| AIM |
Extract the complete listing and repeat it word for word.

-- START DATA EXCERPTS --

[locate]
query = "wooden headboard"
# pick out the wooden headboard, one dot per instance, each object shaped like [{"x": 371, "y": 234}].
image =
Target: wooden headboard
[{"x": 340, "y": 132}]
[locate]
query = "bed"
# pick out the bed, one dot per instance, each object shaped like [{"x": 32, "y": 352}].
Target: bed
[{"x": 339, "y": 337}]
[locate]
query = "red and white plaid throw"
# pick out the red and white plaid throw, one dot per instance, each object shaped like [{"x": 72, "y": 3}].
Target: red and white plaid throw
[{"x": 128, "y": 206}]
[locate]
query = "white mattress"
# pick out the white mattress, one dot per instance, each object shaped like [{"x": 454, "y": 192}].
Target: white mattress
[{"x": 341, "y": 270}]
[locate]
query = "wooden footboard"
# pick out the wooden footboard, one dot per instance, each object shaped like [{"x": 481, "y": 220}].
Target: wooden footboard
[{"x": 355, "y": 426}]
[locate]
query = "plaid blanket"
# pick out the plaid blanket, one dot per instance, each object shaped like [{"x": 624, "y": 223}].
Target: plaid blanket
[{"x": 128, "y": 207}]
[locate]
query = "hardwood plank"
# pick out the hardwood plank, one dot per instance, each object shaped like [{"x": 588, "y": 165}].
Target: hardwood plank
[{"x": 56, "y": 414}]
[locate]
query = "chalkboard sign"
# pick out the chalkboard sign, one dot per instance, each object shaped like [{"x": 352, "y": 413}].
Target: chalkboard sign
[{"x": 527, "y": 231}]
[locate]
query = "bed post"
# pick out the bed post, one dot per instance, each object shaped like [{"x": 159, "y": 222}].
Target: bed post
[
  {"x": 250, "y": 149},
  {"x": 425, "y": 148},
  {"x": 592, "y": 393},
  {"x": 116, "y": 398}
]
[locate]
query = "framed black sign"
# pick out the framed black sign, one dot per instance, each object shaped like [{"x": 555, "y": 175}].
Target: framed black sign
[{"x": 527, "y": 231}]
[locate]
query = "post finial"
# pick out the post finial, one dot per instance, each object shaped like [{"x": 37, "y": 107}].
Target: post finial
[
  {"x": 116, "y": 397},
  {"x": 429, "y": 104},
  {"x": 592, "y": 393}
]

-- END DATA EXCERPTS --

| TASK OUTPUT |
[locate]
query = "wooden headboard"
# pick out the wooden headboard, one dot per instance, each object shaped like [{"x": 371, "y": 234}].
image =
Target: wooden headboard
[{"x": 340, "y": 132}]
[locate]
query = "bed"
# pick out the bed, one dot per instance, each object shaped like [{"x": 32, "y": 352}].
Target: bed
[{"x": 339, "y": 337}]
[locate]
query = "red and white plaid throw"
# pick out the red and white plaid throw, one dot per instance, each object shaped like [{"x": 72, "y": 3}].
Target: red and white plaid throw
[{"x": 128, "y": 206}]
[locate]
query = "white mattress"
# pick out the white mattress, one dot per instance, each object shaped like [{"x": 454, "y": 192}].
Target: white mattress
[{"x": 341, "y": 270}]
[locate]
query = "wooden footboard"
# pick out the wooden footboard, one dot per instance, each object shaped like [{"x": 481, "y": 220}].
Target: wooden footboard
[{"x": 355, "y": 426}]
[locate]
query = "plaid blanket"
# pick out the plaid blanket, one dot per instance, each object shaped like [{"x": 624, "y": 223}].
Target: plaid blanket
[{"x": 128, "y": 207}]
[locate]
query = "hardwood plank"
# pick out the hardwood plank, one dot per instance, each object shaped like [{"x": 588, "y": 165}].
Target: hardwood plank
[{"x": 56, "y": 414}]
[locate]
query = "chalkboard sign"
# pick out the chalkboard sign, one dot per instance, each object shaped like [{"x": 352, "y": 413}].
Target: chalkboard sign
[{"x": 527, "y": 231}]
[locate]
query = "bed post"
# pick out the bed post, one dot per instance, each object shaped like [{"x": 159, "y": 222}].
Target: bed post
[
  {"x": 250, "y": 149},
  {"x": 425, "y": 148},
  {"x": 592, "y": 393},
  {"x": 116, "y": 398}
]
[locate]
query = "framed black sign"
# pick out the framed black sign, one dot per instance, each object shaped like [{"x": 555, "y": 175}].
Target: framed black sign
[{"x": 527, "y": 231}]
[locate]
query = "post finial"
# pick out the post finial, one dot per instance, each object shaped like [{"x": 37, "y": 107}].
Target: post finial
[
  {"x": 116, "y": 397},
  {"x": 429, "y": 104},
  {"x": 592, "y": 393}
]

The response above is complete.